:: TASK TO COMPLETE ::
Within the material below, transcribe exactly the lines from the one holding "plate in this photo." through the one holding "potted plant in this photo.", keeping both ends and skipping the rest.

:: INPUT FOR THIS TASK ::

BEGIN

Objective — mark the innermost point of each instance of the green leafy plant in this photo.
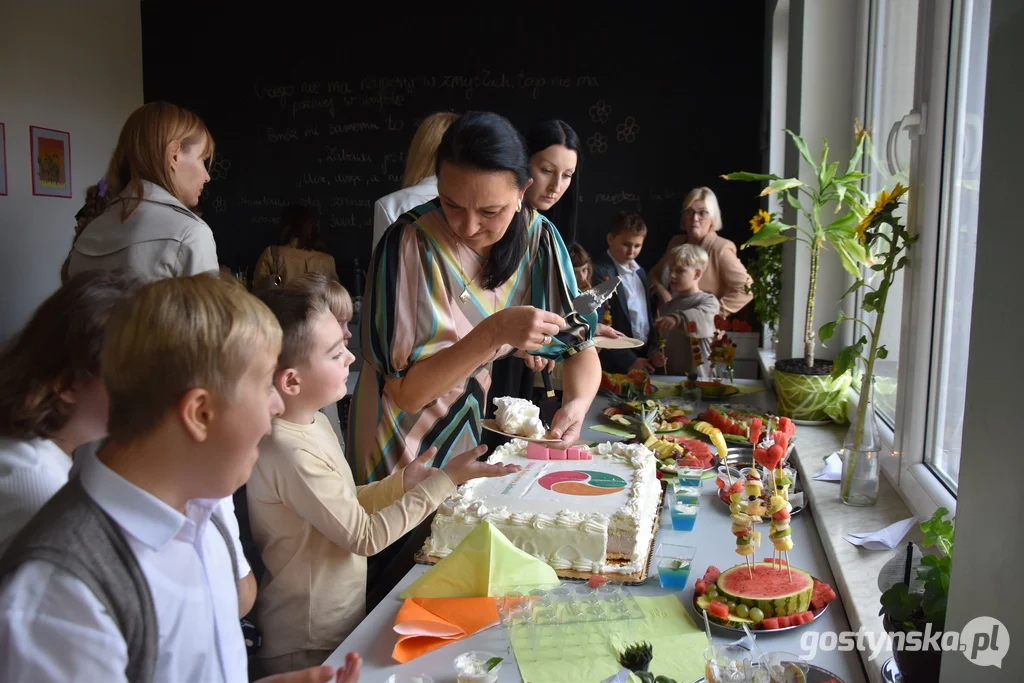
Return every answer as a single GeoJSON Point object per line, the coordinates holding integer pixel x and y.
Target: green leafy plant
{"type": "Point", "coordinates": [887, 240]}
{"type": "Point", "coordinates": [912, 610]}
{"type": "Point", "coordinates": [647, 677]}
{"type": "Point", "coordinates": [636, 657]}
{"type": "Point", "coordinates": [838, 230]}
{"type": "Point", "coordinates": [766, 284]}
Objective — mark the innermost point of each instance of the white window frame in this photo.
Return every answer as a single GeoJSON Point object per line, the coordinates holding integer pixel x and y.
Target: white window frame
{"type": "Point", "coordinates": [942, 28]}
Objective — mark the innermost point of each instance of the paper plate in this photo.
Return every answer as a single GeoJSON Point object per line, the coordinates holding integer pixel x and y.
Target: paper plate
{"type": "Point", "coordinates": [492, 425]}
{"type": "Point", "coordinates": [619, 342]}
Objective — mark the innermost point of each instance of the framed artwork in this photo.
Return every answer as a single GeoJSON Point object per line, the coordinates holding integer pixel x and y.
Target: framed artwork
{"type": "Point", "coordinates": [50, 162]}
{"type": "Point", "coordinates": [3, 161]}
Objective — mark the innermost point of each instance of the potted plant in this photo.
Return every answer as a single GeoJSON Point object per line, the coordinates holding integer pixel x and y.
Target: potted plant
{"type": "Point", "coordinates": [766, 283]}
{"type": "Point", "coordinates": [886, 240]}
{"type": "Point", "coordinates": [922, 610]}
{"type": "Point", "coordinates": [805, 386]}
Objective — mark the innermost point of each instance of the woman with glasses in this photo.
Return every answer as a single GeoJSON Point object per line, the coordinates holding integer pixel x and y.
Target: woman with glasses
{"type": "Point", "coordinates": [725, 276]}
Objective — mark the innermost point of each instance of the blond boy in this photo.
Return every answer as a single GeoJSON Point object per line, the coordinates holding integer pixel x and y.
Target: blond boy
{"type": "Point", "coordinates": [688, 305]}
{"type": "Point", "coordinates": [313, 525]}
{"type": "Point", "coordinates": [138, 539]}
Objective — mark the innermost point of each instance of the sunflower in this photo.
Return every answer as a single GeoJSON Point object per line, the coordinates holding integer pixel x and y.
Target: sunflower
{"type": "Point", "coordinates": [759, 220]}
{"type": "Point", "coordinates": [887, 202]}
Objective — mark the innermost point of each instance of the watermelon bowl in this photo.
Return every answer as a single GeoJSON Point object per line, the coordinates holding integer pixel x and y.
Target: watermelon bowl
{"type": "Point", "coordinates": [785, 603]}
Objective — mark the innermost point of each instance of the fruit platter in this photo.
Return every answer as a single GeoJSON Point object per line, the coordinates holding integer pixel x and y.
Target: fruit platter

END

:: SOLVED EXERCISE ::
Objective — mark the innermost point of each instance of the paper plate in this photo.
Return every answer as a single GeoJSON Point object per line, the coordinates holding integer pixel x and y.
Target: paper plate
{"type": "Point", "coordinates": [492, 425]}
{"type": "Point", "coordinates": [619, 342]}
Objective — mark the innermost point of each instance of the framed artwork in this photo.
Return every answer as a single GeoJSON Point object per line, the coordinates holding integer pixel x and y.
Target: framed artwork
{"type": "Point", "coordinates": [50, 162]}
{"type": "Point", "coordinates": [3, 161]}
Objective — mark the innermost point of each instance of the potted plant in this photo.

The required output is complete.